Trecho fornecido:

* * * * * * *

A lei criada para regular o Seguro (Lei 8.287/1991), já revogada, era mais restritiva para a concessão do benefício. Com o advento da Lei 10.779/2003, o novo marco legal para o seguro-desemprego do pescador artesanal tornou os critérios para concessão do benefício mais flexíveis, principalmente, quanto ao período mínimo de registro de pescador profissional, que antes era de três anos e com a nova legislação foi reduzido para apenas um ano.

De 2002 para 2013, o universo de potenciais beneficiários do Seguro Defeso aumentou consideravelmente, passando de 91,7 mil favorecidos para 714 mil bolsistas. O principal requisito para solicitação do Seguro é possuir o registro de pescador profissional da pesca artesanal (RGP). Esse registro faz parte de um cadastro, cuja responsabilidade é do Ministério da Pesca e Aquicultura.

O RGP contempla todos aqueles que se dedicam à atividade pesqueira, independente de ser pesca artesanal, industrial ou profissional. Logo, o aumento do número de inscritos no RGP impacta diretamente as concessões do seguro-desemprego do pescador artesanal e qualquer alteração de definição do que é considerado pescador profissional na pesca artesanal, em tese, possibilita a concessão de mais benefícios em período de defeso.

* * * * * * *

(Parte de um arquivo de dados)
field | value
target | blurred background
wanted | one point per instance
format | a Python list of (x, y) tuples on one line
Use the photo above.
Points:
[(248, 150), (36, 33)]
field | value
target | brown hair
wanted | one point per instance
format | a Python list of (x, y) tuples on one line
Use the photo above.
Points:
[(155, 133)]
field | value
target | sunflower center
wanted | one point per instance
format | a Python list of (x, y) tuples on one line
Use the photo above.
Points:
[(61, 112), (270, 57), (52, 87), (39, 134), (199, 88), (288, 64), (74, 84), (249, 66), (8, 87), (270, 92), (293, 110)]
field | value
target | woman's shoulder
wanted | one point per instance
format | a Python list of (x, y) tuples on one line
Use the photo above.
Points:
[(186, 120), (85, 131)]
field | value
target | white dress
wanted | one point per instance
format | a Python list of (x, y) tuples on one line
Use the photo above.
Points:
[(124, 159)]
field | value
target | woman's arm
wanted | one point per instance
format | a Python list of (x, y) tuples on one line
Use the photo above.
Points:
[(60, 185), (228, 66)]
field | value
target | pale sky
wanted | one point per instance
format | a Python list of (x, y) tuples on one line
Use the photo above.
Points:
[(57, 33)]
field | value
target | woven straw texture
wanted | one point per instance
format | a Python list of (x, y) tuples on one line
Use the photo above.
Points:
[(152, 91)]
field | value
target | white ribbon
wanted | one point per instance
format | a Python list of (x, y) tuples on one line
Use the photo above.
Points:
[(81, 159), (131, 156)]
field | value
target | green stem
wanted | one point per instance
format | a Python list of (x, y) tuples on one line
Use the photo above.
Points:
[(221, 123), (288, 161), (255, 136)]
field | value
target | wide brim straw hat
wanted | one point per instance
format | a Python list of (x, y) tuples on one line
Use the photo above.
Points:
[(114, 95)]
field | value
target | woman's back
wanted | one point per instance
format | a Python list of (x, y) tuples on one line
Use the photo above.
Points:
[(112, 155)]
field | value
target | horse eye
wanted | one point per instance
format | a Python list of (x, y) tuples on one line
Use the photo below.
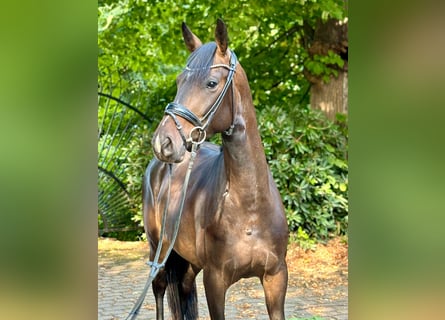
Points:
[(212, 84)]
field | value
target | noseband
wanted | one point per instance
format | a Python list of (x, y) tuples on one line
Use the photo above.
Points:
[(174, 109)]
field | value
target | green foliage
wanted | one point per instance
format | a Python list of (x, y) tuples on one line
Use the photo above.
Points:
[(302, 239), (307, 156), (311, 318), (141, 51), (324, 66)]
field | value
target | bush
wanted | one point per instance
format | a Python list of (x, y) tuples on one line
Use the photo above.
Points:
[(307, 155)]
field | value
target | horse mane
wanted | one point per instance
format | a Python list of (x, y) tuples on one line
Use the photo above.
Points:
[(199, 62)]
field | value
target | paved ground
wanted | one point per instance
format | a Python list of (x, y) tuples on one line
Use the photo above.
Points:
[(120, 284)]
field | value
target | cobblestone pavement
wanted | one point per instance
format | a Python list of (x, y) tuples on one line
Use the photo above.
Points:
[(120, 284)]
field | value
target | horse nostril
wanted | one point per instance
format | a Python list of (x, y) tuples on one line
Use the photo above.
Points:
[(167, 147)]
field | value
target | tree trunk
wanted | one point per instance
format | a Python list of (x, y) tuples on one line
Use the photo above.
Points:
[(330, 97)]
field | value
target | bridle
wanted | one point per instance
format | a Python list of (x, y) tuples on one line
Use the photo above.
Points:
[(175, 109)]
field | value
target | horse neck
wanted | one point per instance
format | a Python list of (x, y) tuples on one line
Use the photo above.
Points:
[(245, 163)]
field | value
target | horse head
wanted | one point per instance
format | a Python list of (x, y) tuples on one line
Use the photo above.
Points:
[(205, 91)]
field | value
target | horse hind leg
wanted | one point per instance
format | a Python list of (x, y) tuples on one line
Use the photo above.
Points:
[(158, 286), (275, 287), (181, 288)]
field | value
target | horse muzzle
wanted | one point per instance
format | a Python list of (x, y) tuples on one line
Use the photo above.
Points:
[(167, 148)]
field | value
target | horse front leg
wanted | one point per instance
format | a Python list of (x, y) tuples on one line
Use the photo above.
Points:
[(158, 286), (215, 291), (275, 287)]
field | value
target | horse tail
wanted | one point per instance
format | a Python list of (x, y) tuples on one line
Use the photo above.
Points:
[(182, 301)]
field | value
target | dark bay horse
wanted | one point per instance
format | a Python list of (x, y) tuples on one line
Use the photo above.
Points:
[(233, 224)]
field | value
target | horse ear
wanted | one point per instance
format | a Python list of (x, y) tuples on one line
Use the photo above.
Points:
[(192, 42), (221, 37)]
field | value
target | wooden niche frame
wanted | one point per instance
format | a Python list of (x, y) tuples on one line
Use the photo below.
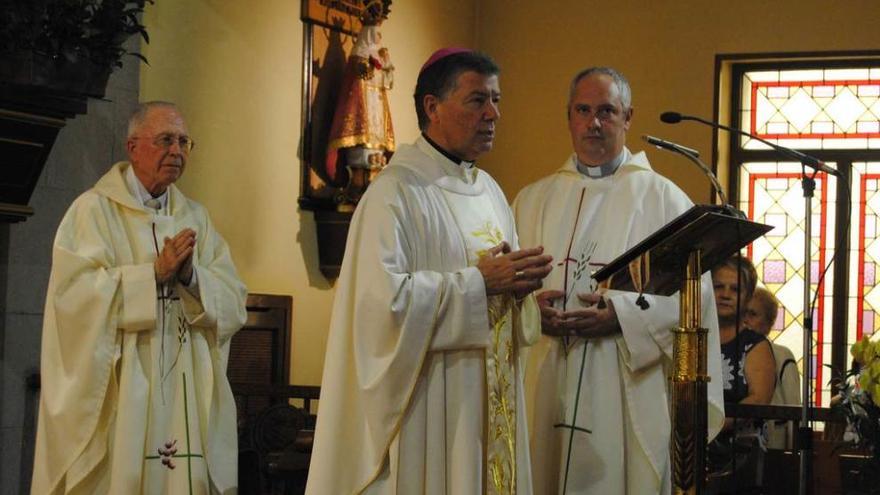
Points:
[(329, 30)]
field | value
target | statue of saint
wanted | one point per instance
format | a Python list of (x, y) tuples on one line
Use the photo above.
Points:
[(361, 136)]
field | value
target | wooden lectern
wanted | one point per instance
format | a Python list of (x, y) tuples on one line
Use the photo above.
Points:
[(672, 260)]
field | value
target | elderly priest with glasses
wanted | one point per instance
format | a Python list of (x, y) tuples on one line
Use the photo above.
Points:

* * * * * * *

Requisitos do problema:
Cite, sem alterações, o trecho do texto sobre o Seguro Defeso compreendido entre "De 2002 para" e "período de defeso.", inclusive. As entradas não são necessárias para esta atividade.

Resposta do exercício:
De 2002 para 2013, o universo de potenciais beneficiários do Seguro Defeso aumentou consideravelmente, passando de 91,7 mil favorecidos para 714 mil bolsistas. O principal requisito para solicitação do Seguro é possuir o registro de pescador profissional da pesca artesanal (RGP). Esse registro faz parte de um cadastro, cuja responsabilidade é do Ministério da Pesca e Aquicultura.

O RGP contempla todos aqueles que se dedicam à atividade pesqueira, independente de ser pesca artesanal, industrial ou profissional. Logo, o aumento do número de inscritos no RGP impacta diretamente as concessões do seguro-desemprego do pescador artesanal e qualquer alteração de definição do que é considerado pescador profissional na pesca artesanal, em tese, possibilita a concessão de mais benefícios em período de defeso.